## To do:
This exercise needs all of the entries set down again, exactly as they read.

[Saved data entries]
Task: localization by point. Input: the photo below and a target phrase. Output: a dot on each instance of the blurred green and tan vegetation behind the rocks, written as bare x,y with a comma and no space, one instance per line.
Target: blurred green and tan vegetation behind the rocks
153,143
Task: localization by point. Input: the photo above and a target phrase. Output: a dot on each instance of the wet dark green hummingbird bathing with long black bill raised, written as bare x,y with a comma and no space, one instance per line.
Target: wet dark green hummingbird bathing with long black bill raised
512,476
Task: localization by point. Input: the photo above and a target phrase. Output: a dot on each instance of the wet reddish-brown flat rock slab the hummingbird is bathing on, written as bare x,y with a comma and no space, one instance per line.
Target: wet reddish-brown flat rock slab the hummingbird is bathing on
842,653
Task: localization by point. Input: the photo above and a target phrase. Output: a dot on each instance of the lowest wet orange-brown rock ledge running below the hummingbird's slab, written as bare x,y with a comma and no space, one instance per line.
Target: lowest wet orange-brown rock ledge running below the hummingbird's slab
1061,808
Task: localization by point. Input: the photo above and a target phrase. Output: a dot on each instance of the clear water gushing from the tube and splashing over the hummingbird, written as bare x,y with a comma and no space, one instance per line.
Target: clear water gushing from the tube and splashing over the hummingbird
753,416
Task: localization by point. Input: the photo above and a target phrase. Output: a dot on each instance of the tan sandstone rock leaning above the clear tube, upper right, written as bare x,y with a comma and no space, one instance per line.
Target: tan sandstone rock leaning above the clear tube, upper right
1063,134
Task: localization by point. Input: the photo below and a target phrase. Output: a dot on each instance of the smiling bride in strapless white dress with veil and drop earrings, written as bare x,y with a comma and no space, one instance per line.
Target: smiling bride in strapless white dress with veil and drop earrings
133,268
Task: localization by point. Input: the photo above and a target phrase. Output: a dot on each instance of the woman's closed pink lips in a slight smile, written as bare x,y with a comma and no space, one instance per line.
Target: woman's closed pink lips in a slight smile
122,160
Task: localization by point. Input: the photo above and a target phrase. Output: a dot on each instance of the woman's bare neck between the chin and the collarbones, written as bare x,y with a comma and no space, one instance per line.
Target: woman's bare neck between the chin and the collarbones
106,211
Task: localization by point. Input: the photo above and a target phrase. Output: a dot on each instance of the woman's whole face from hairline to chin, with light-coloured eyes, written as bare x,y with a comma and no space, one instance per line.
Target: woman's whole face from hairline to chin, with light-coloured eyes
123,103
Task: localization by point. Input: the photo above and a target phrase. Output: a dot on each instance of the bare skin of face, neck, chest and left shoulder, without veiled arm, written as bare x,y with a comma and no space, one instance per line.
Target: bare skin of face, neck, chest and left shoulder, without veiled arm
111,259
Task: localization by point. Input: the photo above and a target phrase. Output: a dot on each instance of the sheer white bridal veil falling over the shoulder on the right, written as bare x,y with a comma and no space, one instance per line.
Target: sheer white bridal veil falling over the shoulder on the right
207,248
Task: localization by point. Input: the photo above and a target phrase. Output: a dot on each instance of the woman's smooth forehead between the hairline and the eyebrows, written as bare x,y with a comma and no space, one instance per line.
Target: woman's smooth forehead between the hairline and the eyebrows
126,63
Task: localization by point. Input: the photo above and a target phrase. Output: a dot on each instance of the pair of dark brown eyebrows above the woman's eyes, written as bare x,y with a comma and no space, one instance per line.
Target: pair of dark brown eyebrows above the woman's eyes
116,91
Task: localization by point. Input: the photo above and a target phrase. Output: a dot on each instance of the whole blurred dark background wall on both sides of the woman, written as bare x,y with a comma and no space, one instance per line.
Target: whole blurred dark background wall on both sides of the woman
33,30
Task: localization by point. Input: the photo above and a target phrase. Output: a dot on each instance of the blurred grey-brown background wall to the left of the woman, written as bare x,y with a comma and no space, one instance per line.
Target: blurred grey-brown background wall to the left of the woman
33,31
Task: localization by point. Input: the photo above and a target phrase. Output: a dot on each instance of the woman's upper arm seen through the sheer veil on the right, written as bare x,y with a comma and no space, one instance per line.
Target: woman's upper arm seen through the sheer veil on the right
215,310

## Written reply:
Task: localization by point. Input: the photo below and a target phrase. Output: a dot on each instance of the blurred green and tan vegetation behind the rocks, written as bare x,y with a comma and no space, one instance per line.
Target: blurred green and tan vegetation behind the rocks
153,143
Task: localization by point. Input: the photo above and a target phrase. Output: a dot on each instance of the wet dark green hummingbird bathing with long black bill raised, written as bare x,y with a comma and no space, one instance per line.
Target: wet dark green hummingbird bathing with long black bill raised
512,476
Task: localization by point. Input: the photo above and a target phrase. Output: a dot on each instance of the wet reddish-brown flat rock slab the hummingbird is bathing on, written as bare x,y with a comma and no space, one instance per line.
Target: wet reddish-brown flat rock slab the hummingbird is bathing on
842,653
Task: localization by point. Input: the photo above and a target phrase. Output: a dot on each instance of the lowest wet orange-brown rock ledge running below the hummingbird's slab, written as bare x,y with a comma and no space, one instance per line.
Target: lowest wet orange-brown rock ledge running below the hummingbird's slab
1061,808
Task: localization by point. Input: the photo above and a target phrase. Output: a dot on each instance of the clear water gushing from the tube and splashing over the hummingbird, written as bare x,y with a comma and no space, one instance per line.
Target: clear water gushing from the tube and splashing over the hummingbird
753,416
Task: localization by point. Input: the photo above and a target phrase. Output: a dot on each instance of the tan sandstone rock leaning above the clear tube, upper right, written as bare x,y with a comma and no space, one instance per line.
Target: tan sandstone rock leaning above the clear tube, upper right
1063,134
Task: localization by point. Input: the photo below and a target phrase. Output: a dot on each instance of the smiling bride in strapless white dress with veil and drop earrings, written as bare x,y with a comma and no space, one instance per line.
Target: smiling bride in strapless white dress with veil and drop earrings
133,268
Task: localization by point. Input: the photo above and a target phrase. Output: a dot on each instance of the woman's closed pink lips in a slight smile, written as bare x,y with a comma and no space, one instance per line.
Target: woman's closed pink lips in a slight smile
122,160
Task: localization by point. Input: the photo above and a target phrase. Output: a dot on each instance of the woman's bare neck between the chin and the collarbones, written as bare x,y with a comma and no space, one instance per line.
Target: woman's bare neck between the chin and the collarbones
106,211
Task: localization by point. Input: the photo above and a target phrase. Output: a dot on each instance of the woman's whole face from hairline to chin, with light-coloured eyes, written as bare x,y with a comma and no space, one instance per line.
Target: woman's whole face from hairline to chin, with light-coloured eyes
123,103
Task: localization by point. Input: the photo above and a target phrase. Output: a dot on each instance of the bare skin of face, neck, chest and left shoulder, without veiled arm, written as bare x,y with a comma and no space, one instance per line.
Target: bare skin of face, neck, chest and left shoulder, without veiled arm
111,259
Task: localization by point. Input: the photo above and a target phrase. Output: a dot on each instance of the sheer white bridal veil falling over the shoulder on the right, written as bare x,y with a comma and no space, one instance per line.
Target: sheer white bridal veil falling over the shoulder on the right
207,248
Task: localization by point. Input: the photo above and a target phrase. Output: a dot on each instance of the woman's smooth forehead between the hairline and the eyebrows, written as bare x,y with a comma and no space, one instance per line.
Target: woman's smooth forehead between the hairline and the eyebrows
126,63
Task: localization by point. Input: the photo above and a target phrase. Output: a dot on each instance of the pair of dark brown eyebrows above the woman's eyes, written as bare x,y with a comma and no space, one instance per line.
Target: pair of dark brown eyebrows above the woman's eyes
116,91
Task: localization by point. Input: the photo above and a target phrase. Output: a dot on each instance of the whole blurred dark background wall on both sides of the woman, written as bare x,y with a comma and no space, one instance per line.
Target: whole blurred dark background wall on both sides of the woman
33,30
Task: localization by point. Input: the photo above and a target phrase. Output: a dot on each instance of the blurred grey-brown background wall to the left of the woman, written as bare x,y with a comma and no space, one instance per line.
Target: blurred grey-brown background wall to the left of the woman
33,31
Task: localization by point. Input: the photo above and a target phrase. Output: a dot on each instance of the woman's upper arm seen through the sheer veil on the right, written as bare x,y with a comma and no space, one instance per line.
Target: woman's upper arm seen through the sheer veil on the right
215,310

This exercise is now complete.